● TASK DESCRIPTION: How many lines in the records below contain the string "white"? Case counts, so report only the number.

● TASK INPUTS:
_____
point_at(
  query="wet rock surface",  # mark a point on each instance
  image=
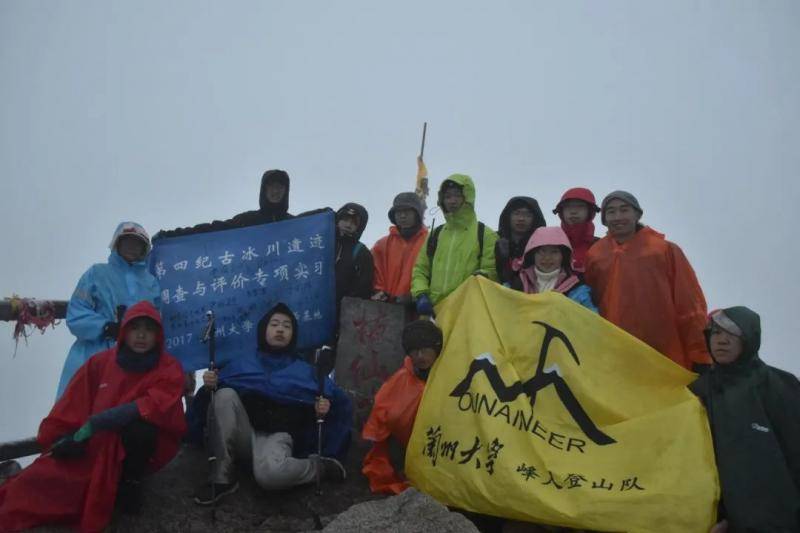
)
(169, 505)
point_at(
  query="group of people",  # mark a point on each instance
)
(119, 411)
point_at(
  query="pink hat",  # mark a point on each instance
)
(546, 236)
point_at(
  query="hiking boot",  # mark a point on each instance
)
(332, 470)
(129, 496)
(212, 492)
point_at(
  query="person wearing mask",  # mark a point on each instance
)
(396, 403)
(577, 209)
(354, 264)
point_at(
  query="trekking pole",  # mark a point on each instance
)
(422, 146)
(321, 367)
(210, 337)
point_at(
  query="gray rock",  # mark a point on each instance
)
(408, 512)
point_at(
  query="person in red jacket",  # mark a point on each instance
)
(120, 417)
(577, 209)
(645, 285)
(395, 254)
(396, 404)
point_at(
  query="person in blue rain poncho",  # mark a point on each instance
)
(264, 412)
(104, 292)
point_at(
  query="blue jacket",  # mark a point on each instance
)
(582, 294)
(94, 303)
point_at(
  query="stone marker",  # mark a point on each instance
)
(369, 350)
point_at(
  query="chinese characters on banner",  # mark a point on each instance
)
(240, 274)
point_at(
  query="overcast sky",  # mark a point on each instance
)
(167, 113)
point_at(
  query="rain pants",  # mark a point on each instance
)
(81, 492)
(94, 303)
(393, 414)
(394, 259)
(647, 287)
(752, 410)
(456, 255)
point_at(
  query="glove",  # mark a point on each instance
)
(73, 445)
(424, 305)
(111, 330)
(114, 418)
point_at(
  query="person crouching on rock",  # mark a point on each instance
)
(120, 417)
(396, 404)
(264, 413)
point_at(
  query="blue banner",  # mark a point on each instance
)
(240, 274)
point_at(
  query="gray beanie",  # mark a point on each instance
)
(625, 196)
(406, 200)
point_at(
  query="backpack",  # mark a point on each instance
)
(433, 241)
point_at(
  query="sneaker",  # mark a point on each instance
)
(129, 496)
(211, 492)
(332, 470)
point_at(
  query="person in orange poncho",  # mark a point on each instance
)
(120, 417)
(395, 254)
(645, 285)
(396, 404)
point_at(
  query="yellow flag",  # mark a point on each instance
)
(540, 410)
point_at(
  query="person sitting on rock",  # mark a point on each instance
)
(120, 417)
(396, 404)
(264, 413)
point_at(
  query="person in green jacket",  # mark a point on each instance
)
(460, 247)
(755, 424)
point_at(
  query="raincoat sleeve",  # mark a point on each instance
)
(161, 403)
(690, 307)
(378, 260)
(421, 276)
(71, 410)
(83, 319)
(379, 470)
(487, 260)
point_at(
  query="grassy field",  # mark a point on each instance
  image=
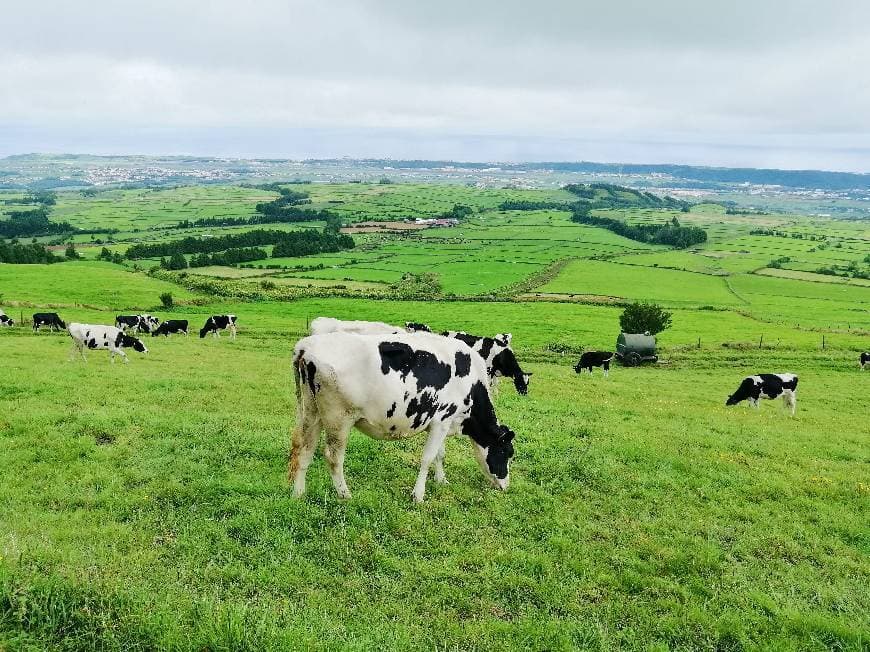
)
(146, 507)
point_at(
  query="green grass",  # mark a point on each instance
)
(641, 511)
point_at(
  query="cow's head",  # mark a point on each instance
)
(498, 457)
(134, 343)
(743, 392)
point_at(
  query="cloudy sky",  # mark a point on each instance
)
(779, 83)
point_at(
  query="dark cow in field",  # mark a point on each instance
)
(391, 387)
(594, 359)
(111, 338)
(138, 323)
(217, 323)
(767, 386)
(169, 327)
(50, 319)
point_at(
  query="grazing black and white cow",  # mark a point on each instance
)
(766, 386)
(103, 337)
(169, 327)
(144, 323)
(391, 387)
(50, 319)
(594, 359)
(498, 356)
(324, 325)
(217, 323)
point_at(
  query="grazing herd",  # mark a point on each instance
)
(390, 383)
(116, 338)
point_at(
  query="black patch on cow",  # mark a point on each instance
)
(449, 410)
(427, 370)
(311, 369)
(462, 363)
(422, 408)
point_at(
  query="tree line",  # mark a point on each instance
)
(288, 243)
(25, 254)
(522, 205)
(669, 233)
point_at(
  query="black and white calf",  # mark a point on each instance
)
(111, 338)
(324, 325)
(169, 327)
(767, 386)
(138, 323)
(391, 387)
(217, 323)
(498, 356)
(594, 359)
(50, 319)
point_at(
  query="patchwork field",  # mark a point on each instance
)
(146, 507)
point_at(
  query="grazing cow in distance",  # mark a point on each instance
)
(324, 325)
(50, 319)
(767, 386)
(103, 337)
(217, 323)
(143, 323)
(169, 327)
(594, 359)
(498, 356)
(391, 387)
_____
● FINISHED TASK: 2